═════ Document excerpt ═════

Glass Action: Carrie Gustafson, Cambridge Glass Artist

December 23, 2013

Text by Louis Postel

Carrie Gustafson’s luminous pieces provoke an irresistible urge to take them in hand, hold them to the light, and explore the tension between rough and smooth, earthy and ethereal.

The open mouth of the oven burns at 2,200 degrees. Men in goggles move back and forth, holding rods stuck with red-hot glass. Their syncopated rhythm suggests that some ancient rite is at hand. Carrie Gustafson stands off to the side, observing. She doesn’t blow glass, but she is a glass artist with a studio in this former factory in Cambridge, Massachusetts. In fact, she is building a reputation as one of the leading studio-glass makers in New England. She goes to work after the glass from the “hot shop” has cooled, not before.

═════ Given information ═════

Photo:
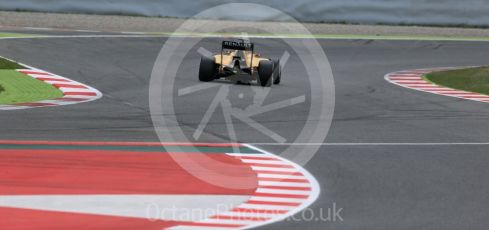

═════

In the profile of the Cambridge glass artist, what temperature does the open mouth of the oven burn at?

● **Exercise response**:
2,200 degrees.